Go through the entries below and write each one out exactly.

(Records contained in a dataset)
########################################
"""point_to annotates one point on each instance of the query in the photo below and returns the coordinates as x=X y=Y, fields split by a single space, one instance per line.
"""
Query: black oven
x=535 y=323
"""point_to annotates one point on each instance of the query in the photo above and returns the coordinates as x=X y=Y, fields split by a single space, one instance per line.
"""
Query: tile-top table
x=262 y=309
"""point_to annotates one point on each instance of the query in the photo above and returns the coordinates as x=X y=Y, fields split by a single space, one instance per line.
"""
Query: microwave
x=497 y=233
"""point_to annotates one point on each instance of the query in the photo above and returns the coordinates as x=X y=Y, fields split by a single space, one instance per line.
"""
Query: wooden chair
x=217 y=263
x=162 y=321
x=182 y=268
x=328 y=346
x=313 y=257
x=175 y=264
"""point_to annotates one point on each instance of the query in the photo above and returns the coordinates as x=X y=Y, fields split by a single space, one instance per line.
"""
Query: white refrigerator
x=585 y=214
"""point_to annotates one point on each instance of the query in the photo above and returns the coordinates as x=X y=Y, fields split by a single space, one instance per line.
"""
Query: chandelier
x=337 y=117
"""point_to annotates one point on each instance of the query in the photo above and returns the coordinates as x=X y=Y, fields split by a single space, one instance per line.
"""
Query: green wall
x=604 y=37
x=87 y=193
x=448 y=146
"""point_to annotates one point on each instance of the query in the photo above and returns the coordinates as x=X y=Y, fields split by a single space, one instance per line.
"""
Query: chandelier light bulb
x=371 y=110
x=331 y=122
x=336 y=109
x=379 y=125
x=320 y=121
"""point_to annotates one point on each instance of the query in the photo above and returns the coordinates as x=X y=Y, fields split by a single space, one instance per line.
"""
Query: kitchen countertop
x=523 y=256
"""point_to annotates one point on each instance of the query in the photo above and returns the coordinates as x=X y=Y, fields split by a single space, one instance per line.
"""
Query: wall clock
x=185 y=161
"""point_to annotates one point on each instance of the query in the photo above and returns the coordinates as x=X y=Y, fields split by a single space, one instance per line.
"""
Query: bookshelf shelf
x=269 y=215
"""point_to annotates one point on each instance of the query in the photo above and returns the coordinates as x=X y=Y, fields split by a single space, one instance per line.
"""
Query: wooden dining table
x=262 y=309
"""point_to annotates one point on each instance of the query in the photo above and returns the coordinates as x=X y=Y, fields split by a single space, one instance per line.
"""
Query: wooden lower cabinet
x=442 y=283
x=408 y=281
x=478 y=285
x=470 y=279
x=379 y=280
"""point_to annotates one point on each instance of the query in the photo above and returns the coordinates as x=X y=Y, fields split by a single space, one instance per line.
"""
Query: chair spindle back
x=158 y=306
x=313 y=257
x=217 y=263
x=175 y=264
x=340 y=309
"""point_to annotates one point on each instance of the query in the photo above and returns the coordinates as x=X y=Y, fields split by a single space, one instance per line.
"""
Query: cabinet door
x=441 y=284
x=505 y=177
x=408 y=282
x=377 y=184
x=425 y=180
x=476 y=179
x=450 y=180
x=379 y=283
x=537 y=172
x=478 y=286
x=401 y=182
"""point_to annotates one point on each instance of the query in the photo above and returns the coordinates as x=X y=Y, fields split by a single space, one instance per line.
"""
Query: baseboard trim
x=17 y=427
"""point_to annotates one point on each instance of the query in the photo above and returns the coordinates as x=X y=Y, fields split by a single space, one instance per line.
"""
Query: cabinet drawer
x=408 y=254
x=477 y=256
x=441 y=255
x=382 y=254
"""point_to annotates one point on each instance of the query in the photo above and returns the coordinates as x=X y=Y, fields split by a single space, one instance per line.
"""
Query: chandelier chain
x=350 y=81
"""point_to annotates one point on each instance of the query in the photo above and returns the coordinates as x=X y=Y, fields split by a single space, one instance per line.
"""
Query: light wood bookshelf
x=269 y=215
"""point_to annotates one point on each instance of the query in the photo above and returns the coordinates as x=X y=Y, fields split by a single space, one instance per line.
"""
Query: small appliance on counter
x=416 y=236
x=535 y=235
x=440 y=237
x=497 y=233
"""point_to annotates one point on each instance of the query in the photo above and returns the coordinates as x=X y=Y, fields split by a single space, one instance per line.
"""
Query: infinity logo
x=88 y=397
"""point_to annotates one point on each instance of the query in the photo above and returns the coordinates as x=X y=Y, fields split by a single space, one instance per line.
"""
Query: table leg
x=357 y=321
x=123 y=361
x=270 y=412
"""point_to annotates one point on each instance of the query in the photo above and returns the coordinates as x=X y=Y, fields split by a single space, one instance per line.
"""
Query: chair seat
########################################
_Response to this task_
"""point_to annotates one point on each instance of the query in the photo below and returns the coordinates as x=X y=Y, fields split by a single space, one instance per line.
"""
Query: black oven
x=535 y=323
"""point_to annotates one point on each instance of the query in the photo above and returns the coordinates as x=X y=Y, fields split by a single space, one instance per line.
"""
Query: tile-top table
x=262 y=309
"""point_to annotates one point on each instance of the query in the photo above and returns the coordinates as x=X y=Y, fields split by a single space, one instance per line.
"""
Query: microwave
x=497 y=233
"""point_to annotates one point on each instance of the query in the photo above and returns the coordinates as x=X y=Y, fields split by a single space, one instance per line.
"""
Query: wooden chair
x=217 y=263
x=162 y=321
x=182 y=268
x=328 y=346
x=313 y=257
x=175 y=264
"""point_to annotates one point on each instance of the query in the photo above and returns the coordinates as x=X y=Y, fields split by a single space, one instance per line.
"""
Query: white refrigerator
x=585 y=214
"""point_to annotates one point on each instance of the query in the photo above and returns the coordinates as x=X y=Y, fields split by a single space, one instance per line.
"""
Query: chandelier
x=337 y=117
"""point_to annotates one point on each instance of the query in the photo above and returns the coordinates as x=X y=Y, fields split by a single space, one instance per line.
"""
Query: green wall
x=604 y=37
x=87 y=193
x=448 y=146
"""point_to annotates one point on each instance of the query in the photo above and returns the coordinates as x=X y=Y, fields split by a single space, one instance per line.
"""
Query: chandelier light bulb
x=371 y=110
x=331 y=122
x=336 y=109
x=379 y=125
x=320 y=121
"""point_to annotates one point on each instance of the query in the photo above and returns the coordinates as x=X y=Y, fields split by a single space, one instance per line.
"""
Query: kitchen countertop
x=523 y=256
"""point_to annotates one point on each instance of the query in the photo above and returns the coordinates as x=X y=Y, fields split by a single space, one instance per line.
"""
Query: wall clock
x=185 y=161
"""point_to annotates one point on each instance of the query in the photo above and returns the coordinates as x=X y=Y, fields split by a single space, one instance per line.
"""
Query: bookshelf shelf
x=269 y=215
"""point_to annotates one point on each instance of the query in the photo above and returns the coordinates as x=X y=Y, fields split by a single space, one instance per line.
"""
Query: wooden dining table
x=262 y=309
"""point_to annotates one point on each instance of the query in the photo above and returns the coordinates as x=X y=Y, fields split by a single space, one instance per line.
"""
Query: wooden lower cabinet
x=442 y=283
x=408 y=281
x=478 y=285
x=470 y=279
x=379 y=280
"""point_to annotates one point on each instance of the query in the photo above and returns the coordinates as x=X y=Y, fields split by a single space, one instance per line.
"""
Query: chair spindle back
x=158 y=306
x=313 y=257
x=217 y=263
x=175 y=264
x=340 y=309
"""point_to annotates one point on each instance of the query in the photo above and returns the coordinates as x=X y=Y, fields split by a single space, one instance per line.
"""
Query: cabinet door
x=441 y=284
x=505 y=177
x=408 y=282
x=377 y=184
x=425 y=180
x=476 y=179
x=450 y=180
x=379 y=283
x=537 y=172
x=478 y=286
x=401 y=182
"""point_to annotates one point on each instance of the query in the photo above and returns the coordinates as x=X y=Y, fields split by a single space, one instance per line.
"""
Query: baseboard trim
x=17 y=427
"""point_to annotates one point on each instance of the query in the photo above and returns the coordinates as x=X y=Y, fields split by a single space, one instance per line.
"""
Query: cabinet drawer
x=408 y=254
x=477 y=256
x=441 y=255
x=382 y=254
"""point_to annotates one point on each instance of the query in the photo above and returns the coordinates as x=X y=Y, fields split by a single space, one instance per line.
"""
Query: chandelier chain
x=350 y=81
"""point_to annotates one point on each instance of the query in the photo above and returns the coordinates as x=X y=Y, fields split by a single space, one instance per line.
"""
Query: light wood bookshelf
x=269 y=215
"""point_to annotates one point on each instance of the query in the photo above and returns the coordinates as x=X y=Y, fields split by a single space, one instance per line.
"""
Query: small appliance on counter
x=416 y=236
x=535 y=235
x=440 y=237
x=497 y=233
"""point_to annotates one point on each instance of the query in the photo above and returns the coordinates as x=X y=Y, fields split by a single space, one instance per line.
"""
Query: infinity logo
x=88 y=397
"""point_to annotates one point on each instance of the query in the photo above and returns the coordinates as x=X y=Y, fields split by a single space, one instance per line.
"""
Query: table leg
x=357 y=321
x=123 y=361
x=270 y=412
"""point_to annotates one point on each instance of the query in the photo above and returns the coordinates as x=X y=Y, fields split by a single space, one instance per line.
"""
Query: chair seat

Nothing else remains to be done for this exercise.